_Stated exercise 1:_
Answer these questions using the passage on legal business development below, one line each:
(a) What does law school train attorneys to rely heavily on?
(b) Whom do in-house business development professionals regard as their "internal clients"?
(c) Which staff members have the data on who shows up at a firm's seminars or tunes into its webinars?
_Stated exercise 2:_ Summarize the passage on legal business development below in two sentences.

Begin Page

The most brilliant individuals throughout history have looked at common knowledge differently. They've attempted to glean new perspective and cultivate sharper insights by refusing to accept widely held views at face value. They've embraced strategic change, avoided conformity, and constantly sought new ways to innovate and reexamine their conclusions.  

And then, generally speaking, we have the brilliant minds of the legal profession.

Law school trains our attorneys to be risk-adverse, to rely heavily on precedent and pattern, to poke holes in thin arguments, all which serves them well in practicing law. However, this training makes it exceedingly difficult for many attorneys to embrace change and innovation. Our industry has experienced its most significant changes over the past decade, and the firms that are not only surviving but thriving are thinking (and acting) outside the box, strategically.

Here are a few concepts that run contrary to “but, this is how we’ve always done it” and, if embraced, can add value to your firm:

Client-Facing Business Developers

As in-house business development professionals, our attorneys are our “internal clients,” and we, as legal marketers and business development professionals, take many proactive measures to prepare them for meeting prospects, pitching, and asking for work.

We know where to research, how to make sense of the right data, how to identify opportunities, how best to build personal brands - and often we think more like a client than like a lawyer. 

Internal BD professionals have a wide lens of the firm’s capabilities and personalities, and are well-suited to deliver the firm’s overarching messaging while putting the client’s best interest at the forefront.

Contrary to the traditional belief that only lawyers should be bringing business to the firm (and obeying the ethical rules of each jurisdiction), client-facing business developers can parlay our insights, experience, and knowledge into direct interfacing with clients or prospects. We are able to forge relationships, add value, and drive revenue by, among other things, actively listening to the needs of clients and helping to connect them to the best attorney to help solve their problem(s).

It is also simply a matter of efficiency to transition from a billable attorney to business development professional the task of initial introductions, vetting the client or prospect’s challenge, and determining the best suited person to handle any given issue. Such a structure ensures that the client relationship remains paramount. 

Using Data to Better Serve Clients

If I had a nickel for every time I heard an attorney say, “I know best what my client wants,” - well … I’d have a whole bunch of nickels.

While knowledge gleaned from relationship building is certainly valuable, we’d be remiss to ignore what data tells us about the behaviors of our clients and prospects. The information is there for the taking; ask, and ye shall receive.

  • Do you examine which firm events your clients not only RSVP to, but actually attend? Your event planning coordinators have the data to identify who is showing up at your seminars or tuning into your webinars, and whether or not that converts into work in the door.

End Page
Begin Items

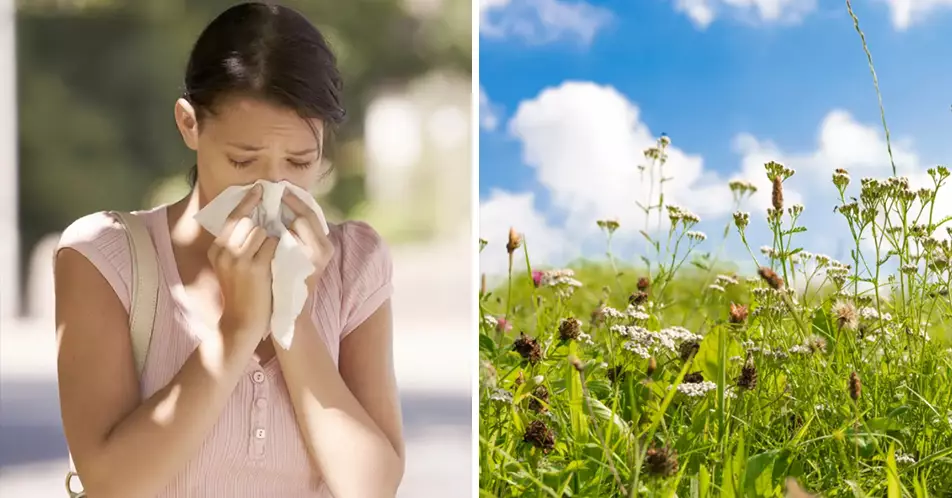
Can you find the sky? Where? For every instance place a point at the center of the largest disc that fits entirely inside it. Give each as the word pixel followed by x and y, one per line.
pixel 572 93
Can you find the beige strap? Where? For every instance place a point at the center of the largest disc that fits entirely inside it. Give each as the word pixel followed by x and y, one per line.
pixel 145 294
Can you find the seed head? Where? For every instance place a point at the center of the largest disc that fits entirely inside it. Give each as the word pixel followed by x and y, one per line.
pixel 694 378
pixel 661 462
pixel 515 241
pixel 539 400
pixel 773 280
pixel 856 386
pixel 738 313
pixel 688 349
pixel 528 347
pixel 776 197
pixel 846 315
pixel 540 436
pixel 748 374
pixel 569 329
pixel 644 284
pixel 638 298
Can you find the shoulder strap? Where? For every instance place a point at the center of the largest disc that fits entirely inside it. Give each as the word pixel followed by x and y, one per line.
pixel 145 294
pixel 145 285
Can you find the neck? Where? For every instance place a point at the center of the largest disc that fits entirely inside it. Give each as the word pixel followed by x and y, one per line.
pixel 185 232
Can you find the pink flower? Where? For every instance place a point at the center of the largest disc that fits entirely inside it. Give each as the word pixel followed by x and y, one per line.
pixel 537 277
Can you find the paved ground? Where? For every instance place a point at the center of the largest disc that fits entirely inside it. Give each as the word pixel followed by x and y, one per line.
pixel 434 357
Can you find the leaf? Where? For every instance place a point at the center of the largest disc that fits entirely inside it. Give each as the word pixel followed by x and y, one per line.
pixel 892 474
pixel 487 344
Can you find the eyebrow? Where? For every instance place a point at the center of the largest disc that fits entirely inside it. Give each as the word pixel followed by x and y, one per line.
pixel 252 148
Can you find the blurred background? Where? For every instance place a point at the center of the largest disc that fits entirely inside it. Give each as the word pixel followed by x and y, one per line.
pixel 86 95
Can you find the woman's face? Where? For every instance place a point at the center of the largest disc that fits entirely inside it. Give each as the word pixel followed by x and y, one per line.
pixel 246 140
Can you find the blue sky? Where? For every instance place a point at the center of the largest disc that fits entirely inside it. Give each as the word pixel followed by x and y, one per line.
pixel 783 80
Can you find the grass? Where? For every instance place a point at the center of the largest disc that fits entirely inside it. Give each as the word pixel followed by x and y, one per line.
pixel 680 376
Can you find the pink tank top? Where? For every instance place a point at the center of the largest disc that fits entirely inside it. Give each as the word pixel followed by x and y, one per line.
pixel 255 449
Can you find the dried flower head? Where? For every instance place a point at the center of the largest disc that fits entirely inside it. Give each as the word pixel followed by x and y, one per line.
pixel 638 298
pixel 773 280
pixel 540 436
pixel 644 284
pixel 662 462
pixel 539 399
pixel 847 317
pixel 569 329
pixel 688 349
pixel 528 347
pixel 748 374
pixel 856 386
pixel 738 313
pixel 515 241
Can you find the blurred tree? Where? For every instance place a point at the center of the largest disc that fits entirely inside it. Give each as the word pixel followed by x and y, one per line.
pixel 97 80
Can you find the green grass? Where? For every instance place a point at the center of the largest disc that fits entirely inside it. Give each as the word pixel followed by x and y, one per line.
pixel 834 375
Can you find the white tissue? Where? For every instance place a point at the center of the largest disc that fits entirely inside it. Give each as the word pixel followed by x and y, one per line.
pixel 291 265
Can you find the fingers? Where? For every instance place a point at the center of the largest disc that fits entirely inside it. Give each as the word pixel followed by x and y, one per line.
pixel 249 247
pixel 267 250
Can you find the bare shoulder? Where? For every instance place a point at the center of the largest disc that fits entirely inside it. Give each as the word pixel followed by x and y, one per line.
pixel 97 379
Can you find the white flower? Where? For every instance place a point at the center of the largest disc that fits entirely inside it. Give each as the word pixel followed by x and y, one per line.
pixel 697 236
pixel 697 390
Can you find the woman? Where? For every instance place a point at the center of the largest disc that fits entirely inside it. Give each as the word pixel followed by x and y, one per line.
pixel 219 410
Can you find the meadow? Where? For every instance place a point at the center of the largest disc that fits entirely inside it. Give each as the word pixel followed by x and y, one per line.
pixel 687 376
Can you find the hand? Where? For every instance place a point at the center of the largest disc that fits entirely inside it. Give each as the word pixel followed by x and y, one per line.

End Items

_Complete output 1:_
(a) Precedent and pattern.
(b) The firm's attorneys.
(c) The event planning coordinators.

_Complete output 2:_ The passage states that law school trains attorneys to be cautious and reliant on precedent, which makes embracing change difficult, whereas the firms thriving amid the industry's recent changes are thinking and acting strategically outside the box. It proposes having client-facing business development professionals handle initial introductions and connect clients with the best-suited attorney, and it urges firms to use data, such as actual event attendance, to better understand the behavior of clients and prospects.